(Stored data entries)
== Segment start ==
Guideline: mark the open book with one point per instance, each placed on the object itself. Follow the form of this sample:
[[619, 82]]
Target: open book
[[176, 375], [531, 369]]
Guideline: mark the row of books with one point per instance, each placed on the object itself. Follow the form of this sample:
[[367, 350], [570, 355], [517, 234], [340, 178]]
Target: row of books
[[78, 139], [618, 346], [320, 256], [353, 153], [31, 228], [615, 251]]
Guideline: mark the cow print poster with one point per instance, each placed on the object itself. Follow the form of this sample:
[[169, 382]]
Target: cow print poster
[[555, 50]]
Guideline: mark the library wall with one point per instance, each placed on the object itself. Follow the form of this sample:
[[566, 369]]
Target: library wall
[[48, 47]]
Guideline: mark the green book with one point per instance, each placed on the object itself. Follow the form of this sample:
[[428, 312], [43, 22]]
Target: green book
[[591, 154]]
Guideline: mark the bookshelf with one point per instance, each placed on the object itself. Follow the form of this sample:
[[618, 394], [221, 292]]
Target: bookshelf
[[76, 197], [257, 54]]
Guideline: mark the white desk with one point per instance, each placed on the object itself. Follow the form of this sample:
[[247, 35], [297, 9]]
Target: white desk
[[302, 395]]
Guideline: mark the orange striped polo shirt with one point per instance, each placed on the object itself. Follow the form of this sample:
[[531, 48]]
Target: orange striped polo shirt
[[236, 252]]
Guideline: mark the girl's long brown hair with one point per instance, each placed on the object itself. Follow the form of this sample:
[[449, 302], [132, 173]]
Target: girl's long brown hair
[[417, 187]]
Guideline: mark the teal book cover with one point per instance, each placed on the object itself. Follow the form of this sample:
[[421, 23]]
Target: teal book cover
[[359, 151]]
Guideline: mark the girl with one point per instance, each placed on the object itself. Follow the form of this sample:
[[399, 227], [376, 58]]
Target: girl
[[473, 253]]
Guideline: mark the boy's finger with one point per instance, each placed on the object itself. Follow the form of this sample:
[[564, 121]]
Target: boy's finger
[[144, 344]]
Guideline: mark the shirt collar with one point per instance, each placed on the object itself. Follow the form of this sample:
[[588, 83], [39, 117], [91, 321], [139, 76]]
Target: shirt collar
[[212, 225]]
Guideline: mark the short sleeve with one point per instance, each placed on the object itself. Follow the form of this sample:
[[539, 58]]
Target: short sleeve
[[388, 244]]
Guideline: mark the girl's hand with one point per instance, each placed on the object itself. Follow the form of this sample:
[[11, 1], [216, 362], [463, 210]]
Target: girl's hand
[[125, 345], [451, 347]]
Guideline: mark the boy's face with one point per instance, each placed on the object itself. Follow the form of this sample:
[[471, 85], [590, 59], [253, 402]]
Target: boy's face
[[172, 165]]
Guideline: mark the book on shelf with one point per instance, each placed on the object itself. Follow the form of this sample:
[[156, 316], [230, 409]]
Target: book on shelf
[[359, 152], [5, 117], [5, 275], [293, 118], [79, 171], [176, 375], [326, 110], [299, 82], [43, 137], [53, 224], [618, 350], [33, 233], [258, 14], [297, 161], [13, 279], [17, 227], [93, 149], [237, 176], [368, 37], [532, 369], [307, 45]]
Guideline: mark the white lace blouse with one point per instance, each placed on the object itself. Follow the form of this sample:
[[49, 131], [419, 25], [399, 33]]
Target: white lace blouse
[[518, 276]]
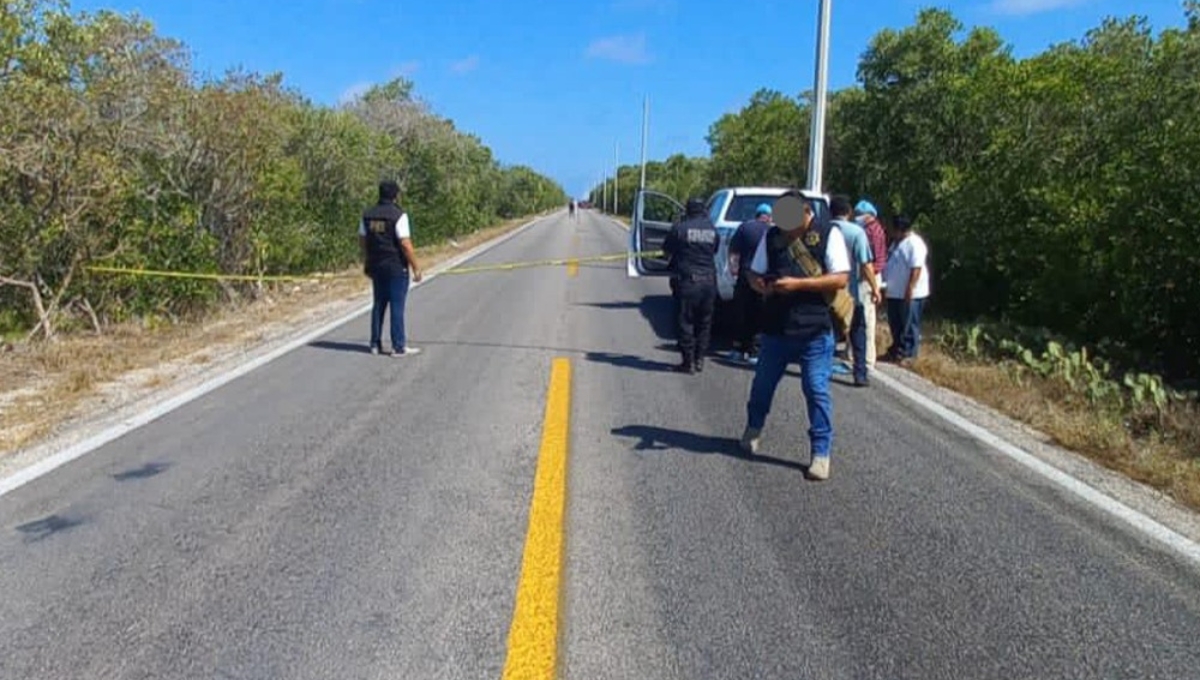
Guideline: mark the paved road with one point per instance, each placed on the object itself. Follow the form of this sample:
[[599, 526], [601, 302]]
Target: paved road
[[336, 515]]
== Segment end ==
§ **Requirement**:
Each line above must be set down exactly, though no picture should be carried over.

§ **Solved exercise**:
Guideline: mark the open book with one point per instance, each placed on the object itself. Follow the form of this sample:
[[619, 82]]
Target: open book
[[176, 375], [531, 369]]
Guideline: mark the row of books with one point per instance, each placed on the object itself. Follow the form of this sample:
[[367, 350], [570, 355], [517, 234], [340, 178]]
Target: row of books
[[78, 139], [618, 346], [320, 256], [353, 153], [31, 228], [615, 251]]
Guideline: mark the cow print poster with one point per instance, each placed on the object itself. Follow the form of this sample:
[[169, 382]]
Target: cow print poster
[[555, 50]]
Guideline: mark the library wall with one point per instance, each placed on the object itself. Follow the form of this sample:
[[566, 369]]
Target: library wall
[[48, 47]]
Guideline: mark the green book with one point per instance, each placed on the object itself. Follow the form of this sample:
[[428, 312], [43, 22]]
Target: green book
[[591, 154]]
Guideline: mark the bookshelf with one point per instance, each placed on the object itself. Follow the form of this sample:
[[618, 394], [221, 292]]
Target: bookshelf
[[76, 197], [257, 54]]
Guideline: mark the white desk with one point per instance, each placed on the object itself. Follow the form of this sample:
[[247, 35], [297, 9]]
Target: white desk
[[302, 395]]
Guideline: mark the orange striped polo shirt with one point per instance, each placed on the object itself. Follow the form of this sample:
[[531, 48]]
Target: orange striped polo shirt
[[236, 252]]
Guideline: mark the girl's long brown hair with one point per instance, each placed on the object itself. Follow the form of this sample:
[[449, 302], [132, 173]]
Target: girl's long brown hair
[[417, 187]]
Guideline: mark the teal book cover with one point per instance, each placed on the object itself. Follow the form of this sample:
[[421, 23]]
Target: teal book cover
[[359, 151]]
Guideline: mark the girl with one point per instance, each placed on the object itself. Follow the form of this sample:
[[399, 227], [376, 58]]
Target: girl
[[473, 253]]
Guideline: mark the boy's finger with one point per instance, each placed on the object itself. Follow the form of this sample:
[[564, 121]]
Target: boy's finger
[[144, 344]]
Guideline: mark the shirt collar with one point per instance, each placed on the object itself. Follow the form of this sample:
[[588, 83], [39, 117], [91, 321], [139, 76]]
Target: shirt collar
[[212, 225]]
Guideline: mark the short sleeve with one point per instance, each placed on the object itself. Follow the form of this sample:
[[539, 58]]
Target: short sleeve
[[388, 244]]
Guideline: mark the girl's hand with one point per instance, each placed on the object itself. Follow the form of this sample:
[[11, 1], [216, 362], [463, 210]]
Target: girl's hand
[[125, 345], [451, 347]]
Guideline: mark the boy's face with one point per instance, each placed on the object itself. Follow the form of this sample:
[[471, 85], [590, 59], [253, 402]]
Target: boy's face
[[172, 165]]
Guideline: mark the book on shelf with one point per instance, each placed on the object itself. Follow the form of this sample:
[[156, 316], [230, 409]]
Target: book on shelf
[[359, 152], [5, 117], [5, 275], [293, 118], [79, 171], [176, 375], [326, 110], [299, 82], [43, 137], [53, 224], [618, 350], [33, 233], [258, 14], [297, 161], [13, 279], [17, 227], [93, 149], [237, 176], [368, 37], [532, 369], [307, 45]]
Guideline: mark the white lace blouse with one point per instance, each placed on the object itself. Follow the form of this sample:
[[49, 131], [419, 25], [399, 33]]
Target: white lace blouse
[[518, 276]]
Guideline: mark the paved road with one point per instance, each placed on the object itself. Follow the form of this sample:
[[599, 526], [601, 302]]
Target: paved road
[[336, 515]]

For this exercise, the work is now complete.